-- RECORD EXTRACTS follows --

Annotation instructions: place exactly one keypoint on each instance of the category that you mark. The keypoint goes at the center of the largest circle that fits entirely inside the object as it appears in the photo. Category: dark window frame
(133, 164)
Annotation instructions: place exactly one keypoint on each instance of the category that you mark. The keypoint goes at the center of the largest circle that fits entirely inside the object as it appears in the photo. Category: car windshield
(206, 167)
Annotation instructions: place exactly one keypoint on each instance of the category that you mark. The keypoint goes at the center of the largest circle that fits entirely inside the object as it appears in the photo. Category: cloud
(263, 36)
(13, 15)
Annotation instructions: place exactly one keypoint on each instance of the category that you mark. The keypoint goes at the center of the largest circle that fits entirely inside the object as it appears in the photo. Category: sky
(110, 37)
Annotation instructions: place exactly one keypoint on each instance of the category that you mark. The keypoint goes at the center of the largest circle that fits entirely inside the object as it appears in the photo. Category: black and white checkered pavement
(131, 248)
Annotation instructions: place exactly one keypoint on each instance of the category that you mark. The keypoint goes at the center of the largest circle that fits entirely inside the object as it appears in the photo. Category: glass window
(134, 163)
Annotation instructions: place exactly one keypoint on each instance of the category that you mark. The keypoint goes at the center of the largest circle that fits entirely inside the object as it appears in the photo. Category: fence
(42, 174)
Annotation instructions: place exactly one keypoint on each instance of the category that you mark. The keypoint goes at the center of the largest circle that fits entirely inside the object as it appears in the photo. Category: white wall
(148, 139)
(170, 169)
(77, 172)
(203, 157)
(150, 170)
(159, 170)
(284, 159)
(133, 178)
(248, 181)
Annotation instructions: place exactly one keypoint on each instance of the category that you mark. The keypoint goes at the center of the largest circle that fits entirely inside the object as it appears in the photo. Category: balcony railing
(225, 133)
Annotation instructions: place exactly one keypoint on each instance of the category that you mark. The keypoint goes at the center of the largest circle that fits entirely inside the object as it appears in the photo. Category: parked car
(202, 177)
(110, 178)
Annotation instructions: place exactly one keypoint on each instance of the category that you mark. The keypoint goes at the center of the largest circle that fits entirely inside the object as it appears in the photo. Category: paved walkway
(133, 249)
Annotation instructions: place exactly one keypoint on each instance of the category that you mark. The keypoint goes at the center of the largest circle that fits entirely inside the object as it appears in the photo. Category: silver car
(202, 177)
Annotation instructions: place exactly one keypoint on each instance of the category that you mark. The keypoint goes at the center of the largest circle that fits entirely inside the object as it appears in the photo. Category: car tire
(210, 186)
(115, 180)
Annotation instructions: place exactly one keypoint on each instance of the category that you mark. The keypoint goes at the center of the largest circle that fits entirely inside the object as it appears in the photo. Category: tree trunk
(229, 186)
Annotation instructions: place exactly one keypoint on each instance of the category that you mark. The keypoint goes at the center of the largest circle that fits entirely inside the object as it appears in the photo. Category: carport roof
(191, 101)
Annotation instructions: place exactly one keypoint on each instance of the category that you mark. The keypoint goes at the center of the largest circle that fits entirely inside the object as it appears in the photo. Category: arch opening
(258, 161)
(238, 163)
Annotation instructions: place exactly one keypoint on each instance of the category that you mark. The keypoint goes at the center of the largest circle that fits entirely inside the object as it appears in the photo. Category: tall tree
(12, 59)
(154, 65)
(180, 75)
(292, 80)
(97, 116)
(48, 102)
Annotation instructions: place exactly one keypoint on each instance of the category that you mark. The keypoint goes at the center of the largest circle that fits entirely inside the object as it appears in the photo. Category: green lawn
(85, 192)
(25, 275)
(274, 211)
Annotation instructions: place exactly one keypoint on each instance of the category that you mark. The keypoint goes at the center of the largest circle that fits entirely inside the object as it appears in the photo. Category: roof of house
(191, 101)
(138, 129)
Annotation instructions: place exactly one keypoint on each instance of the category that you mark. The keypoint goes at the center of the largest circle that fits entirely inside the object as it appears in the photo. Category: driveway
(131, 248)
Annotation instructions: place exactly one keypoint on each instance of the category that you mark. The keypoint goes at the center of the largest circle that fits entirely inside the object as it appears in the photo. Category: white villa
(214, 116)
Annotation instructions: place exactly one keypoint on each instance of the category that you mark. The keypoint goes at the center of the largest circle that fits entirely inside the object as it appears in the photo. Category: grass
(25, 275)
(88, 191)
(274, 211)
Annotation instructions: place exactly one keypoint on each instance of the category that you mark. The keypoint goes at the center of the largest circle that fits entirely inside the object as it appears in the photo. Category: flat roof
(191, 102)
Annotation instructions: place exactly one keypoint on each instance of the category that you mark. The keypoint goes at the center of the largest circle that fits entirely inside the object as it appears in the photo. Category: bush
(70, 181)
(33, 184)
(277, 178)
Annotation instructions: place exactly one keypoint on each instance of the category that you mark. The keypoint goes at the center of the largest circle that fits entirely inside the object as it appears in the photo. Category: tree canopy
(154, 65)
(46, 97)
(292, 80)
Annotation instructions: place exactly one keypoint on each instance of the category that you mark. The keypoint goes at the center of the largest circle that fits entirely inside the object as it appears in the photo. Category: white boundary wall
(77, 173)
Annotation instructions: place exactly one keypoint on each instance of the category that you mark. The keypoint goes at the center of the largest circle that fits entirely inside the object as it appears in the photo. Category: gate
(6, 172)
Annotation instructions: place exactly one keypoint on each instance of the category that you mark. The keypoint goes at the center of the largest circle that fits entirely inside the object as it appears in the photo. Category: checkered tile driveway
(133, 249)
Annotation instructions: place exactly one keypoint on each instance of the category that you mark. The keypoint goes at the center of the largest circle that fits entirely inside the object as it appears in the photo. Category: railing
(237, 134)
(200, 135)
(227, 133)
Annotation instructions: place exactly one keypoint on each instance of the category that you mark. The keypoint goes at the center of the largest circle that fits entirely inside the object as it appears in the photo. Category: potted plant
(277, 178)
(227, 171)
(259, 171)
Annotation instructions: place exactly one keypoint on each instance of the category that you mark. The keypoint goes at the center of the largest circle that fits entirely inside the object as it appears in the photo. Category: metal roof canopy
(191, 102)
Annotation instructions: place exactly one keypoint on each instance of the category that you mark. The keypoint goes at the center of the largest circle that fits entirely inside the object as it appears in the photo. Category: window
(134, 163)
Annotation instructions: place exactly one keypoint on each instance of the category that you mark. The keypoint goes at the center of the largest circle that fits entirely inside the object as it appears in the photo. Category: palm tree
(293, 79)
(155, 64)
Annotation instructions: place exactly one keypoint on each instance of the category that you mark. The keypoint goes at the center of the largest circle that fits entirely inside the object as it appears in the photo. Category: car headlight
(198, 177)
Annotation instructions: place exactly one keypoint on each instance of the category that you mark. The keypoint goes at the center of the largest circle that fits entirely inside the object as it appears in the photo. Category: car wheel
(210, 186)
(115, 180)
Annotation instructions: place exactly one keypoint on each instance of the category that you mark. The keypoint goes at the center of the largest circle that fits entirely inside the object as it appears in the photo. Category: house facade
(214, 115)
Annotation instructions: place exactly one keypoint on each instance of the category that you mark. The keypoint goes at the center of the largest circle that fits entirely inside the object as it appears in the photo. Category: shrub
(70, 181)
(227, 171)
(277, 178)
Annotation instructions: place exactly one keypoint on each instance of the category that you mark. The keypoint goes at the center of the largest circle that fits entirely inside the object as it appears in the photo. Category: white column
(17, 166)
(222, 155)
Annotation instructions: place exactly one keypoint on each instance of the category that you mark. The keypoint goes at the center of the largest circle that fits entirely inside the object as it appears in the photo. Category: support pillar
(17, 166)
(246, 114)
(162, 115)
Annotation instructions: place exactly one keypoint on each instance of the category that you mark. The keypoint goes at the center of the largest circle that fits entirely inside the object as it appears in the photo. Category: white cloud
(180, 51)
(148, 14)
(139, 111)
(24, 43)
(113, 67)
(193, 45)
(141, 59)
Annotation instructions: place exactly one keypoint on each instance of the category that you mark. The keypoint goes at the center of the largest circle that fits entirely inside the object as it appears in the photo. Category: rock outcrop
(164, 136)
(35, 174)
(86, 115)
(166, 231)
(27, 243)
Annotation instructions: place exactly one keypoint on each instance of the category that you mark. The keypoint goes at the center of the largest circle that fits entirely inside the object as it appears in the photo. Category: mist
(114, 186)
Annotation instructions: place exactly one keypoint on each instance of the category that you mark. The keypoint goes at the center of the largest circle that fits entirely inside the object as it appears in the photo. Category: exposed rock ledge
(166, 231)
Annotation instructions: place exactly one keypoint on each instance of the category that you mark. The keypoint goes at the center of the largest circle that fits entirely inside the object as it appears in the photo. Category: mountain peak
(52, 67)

-- RECORD EXTRACTS concluded --

**REQUIRED WORK:** What are the lines from the one with "photo. Category: mist" through the end of the entries? Give them again exactly, both end lines included.

**ANSWER BOX:**
Annotation instructions: place exactly one keypoint on each instance of the category that you mark. The keypoint goes at the center of the largest circle that fits entirely inside the object as it appears in the photo. Category: mist
(114, 186)
Annotation instructions: place exactly one keypoint on each instance of the category that you mark. The keypoint goes at the center of the largest circle that fits entirely inside the object as it appears in the photo. Category: exposed rock ledge
(166, 231)
Annotation instructions: place exactly one keypoint on each instance of the category that you mark. The keypoint goes at the center of the largest circle that fits entirely inside the object as it appears in the photo. Category: mountain peak
(52, 67)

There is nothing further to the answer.